Il arrive qu’un détail attire notre attention et que, de fil en aiguille, une image dévoile une partie inhabituelle de la vie militaire de l’époque. Ou au contraire, si habituelle qu’elle en est même classique et que l’on n’y prête plus attention…

  • Pause au 90e RI

Ce groupe d’hommes porte l’uniforme du régiment de Châteauroux, le 90e régiment d’infanterie. Vu l’âge de certains hommes visibles, il peut s’agir d’hommes affectés au 290e RI mais portant un uniforme du 90e dont il est le régiment de réserve.

Strictement rien ne permet d’avoir de certitudes dans la mesure où il n’y a pas de texte au verso. Tout comme on ne peut faire que des suppositions sur leurs activités avant que les fusils ne soient mis en faisceaux pour ce repas.

Des exercices à n’en pas douter : ils portent tous le pantalon de treillis, à l’exception d’un caporal qui a placé une marque de grade de manière très personnelle. L’homme qui le sert porte un brassard de deuil, règlementairement porté un mois par le soldat pour le décès d’un membre de sa famille, ici seulement le temps de la période d’exercices s’il s’agit d’un réserviste.

Son pantalon est marqué par des traces de salissures très nettes au niveau des genoux, comme de nombreux autres hommes. Sont-ils sur un champ de tir ? De manœuvres à proximité de la caserne ? Non loin d’habitations en tout cas comme semble l’attester la présence de deux enfants.

Le temps n’est pas particulièrement clément : les marques de terre collent aux genoux ce qui nous indique que le sol est humide et même si l’un d’entre-eux est en veste « ras du cul », les autres ont la capote qui paraît doublée par un autre vêtement en dessous. De même, un des hommes porte une écharpe. Le caporal a blanchi le numéro de régiment de son képi.

La surexposition du haut du cliché est étonnante. Défaut technique ? Brume ? Soleil ? Je doute pour le soleil, aucune ombre n’éant visible. Défaut technique, je doute aussi, le problème n’étant pas régulier ? Cela pourrait-il être de la fumée du bois humide servant à chauffer quelques gamelles comme on le voit à gauche de la photographie ? Cette fumée masque nettement certains hommes.

Quoi qu’il en soit, le photographe a tout de même sorti son matériel et ce groupe ne fut pas le seul pris ce jour-là comme le montre l’ardoise au pied des hommes.

  • Reprendre des forces

Ces hommes en ont besoin : trois ont desserré le lacet de leurs guêtres, dont deux sur l’image ci-dessus. Tous sont en train de manger, ce qui nous donne un aperçu de l’équipement utilisé :

– le classique quart ;

– la gamelle individuelle modèle 1852 avec ses anses et sa chaînette pour ne pas perdre le couvercle ;

– l’homme qui s’apprête à manger le contenu d’une conserve tient une fouchette réglementaire ;

– un « plat-à-quatre » ou « gamelle de campement » est aussi utilisé.

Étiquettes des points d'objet
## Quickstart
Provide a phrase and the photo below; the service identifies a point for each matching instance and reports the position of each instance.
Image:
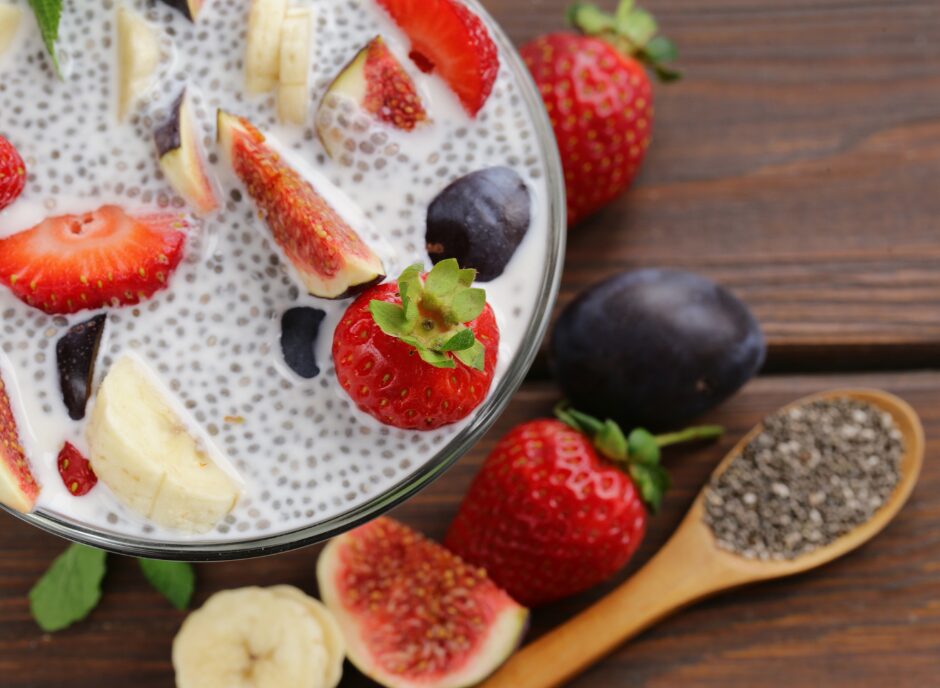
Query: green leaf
(643, 447)
(467, 276)
(70, 589)
(436, 359)
(611, 442)
(460, 341)
(176, 580)
(48, 14)
(652, 482)
(468, 305)
(389, 317)
(639, 27)
(409, 284)
(443, 278)
(660, 49)
(474, 357)
(589, 19)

Consigne » Poursuivez le texte sur la pause du 90e RI en reprenant juste après sa dernière phrase.

Réponse attendue »
– Deux bouthéons ;

– Le couteau, lui, n’a pas de modèle réglementaire. Il s’agit donc du couteau du soldat.

Que mangent-ils ? On le voit mal. On devine une tranche de pain, une boite de conserve, mais pour la plupart cela restera énigmatique. Par contre, ce qu’on voit le mieux, c’est ce qu’ils boivent !

A l’arrière-plan, une bouteille est déjà vide, un homme est en train de se servir dans une bouteille déjà bien entamée. Pas moins de huit bouteilles sont visibles, certaines en verre blanc, d’autres en verre plus foncé. Un seul pose avec son bidon à portée de main (d’un modèle ancien d’ailleurs) tous les autres semblent avoir leur bouteille. Ce qui amène à se poser deux questions : ces bouteilles sont-elles fournies par l’intendance ou ont-elles été apportées par les réservistes ? Cette image est-elle représentative du lien à l’alcool de ces hommes avant guerre ?

  • La question de l’alcool

Un homme avec trois bouteilles, cela n’en fait pas un alcoolique.

En conclure cette pathologie serait audacieux et bien rapide ! En effet, il peut s’agir tout simplement d’un clin d’œil, d’un trait d’humour. Les clichés montrant des hommes en train de trinquer représentent une part non négligeable des photographies de groupes de militaires avant guerre où chacun se met en scène.

L’image en général n’en reste pas moins un témoignage intéressant sur le rapport des hommes de l’époque à l’alcool : le « pinard » est une base dans l’alimentation de l’époque, d’ailleurs chacun a droit réglementairement à une certaine quantité quotidienne.
La photographie, en plus de l’éventail de types de bouteilles visibles, nous permet de constater que deux d’entre elles ne sont pas des bouteilles de vin. La première a une inscription en relief et fait penser à certaines bouteilles de bière. Grâce à Jérôme Charraud, il a été possible de l’identifier : il s’agit d’une bouteille de bière de la brasserie Grillon de Châteauroux dont le texte est « Brasserie Grillon Châteauroux« .
La seconde est une bouteille de « Cherry Brandy », liqueur de cerise allant de 25 à 35° d’alcool !

Comme le rappelle une circulaire de l’éducation nationale datée de mars 1909, la lutte contre l’alcoolisme doit être enseignée à l’école car il s’agit réellement d’un problème que l’on qualifierait aujourd’hui de « santé publique ». Pour l’armée, une consommation excessive n’est pas sans poser des problèmes. Presque tous les témoignages sur l’avant-guerre en témoignent. Outre la perte de cohésion du groupe, la consultation des dossiers des conseils de guerre montre que l’alcool est un élément présent dans de nombreux cas de refus d’obéissance, d’outrages, voire de vols (pour payer des dettes de boisson) ou de crimes. Le « bleu » à peine arrivé à la caserne ne doit-il pas payer son « litre », sa « bouteille », son « verre » à celui qui devient son « ancien » ?

Il est dommage que les bouteilles soient si petites sur l’image originale. En effet, sur la numérisation on constate que le reflet visible sur l’image est tout simplement ce qui fait face à ce groupe d’hommes. Hélas, c’est bien trop ténu pour être interprétable.

  • En guise conclusion (1)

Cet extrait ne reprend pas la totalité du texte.